━━ TASK INPUTS

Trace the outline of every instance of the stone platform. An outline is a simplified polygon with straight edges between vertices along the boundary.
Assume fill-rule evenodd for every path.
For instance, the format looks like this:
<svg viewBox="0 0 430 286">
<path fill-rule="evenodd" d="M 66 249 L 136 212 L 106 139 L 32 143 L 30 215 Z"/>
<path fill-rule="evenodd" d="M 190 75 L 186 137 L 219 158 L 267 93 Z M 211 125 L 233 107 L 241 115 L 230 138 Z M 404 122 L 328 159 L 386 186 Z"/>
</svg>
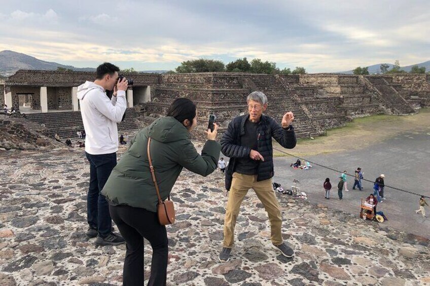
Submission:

━━━━

Reproduce the records from their beginning through the line containing "66 249 L 136", inclusive, substituting "brick wall" for "stone platform" and leaving everything else unchanged.

• **SOLUTION TO THE EXERCISE**
Trace the outline of every instance of the brick wall. An outline is a simplified polygon with straight edges between vertices along the boundary.
Assume fill-rule evenodd for every path.
For instance, the format looks like this:
<svg viewBox="0 0 430 286">
<path fill-rule="evenodd" d="M 66 249 L 136 212 L 106 139 L 32 143 L 30 215 Z"/>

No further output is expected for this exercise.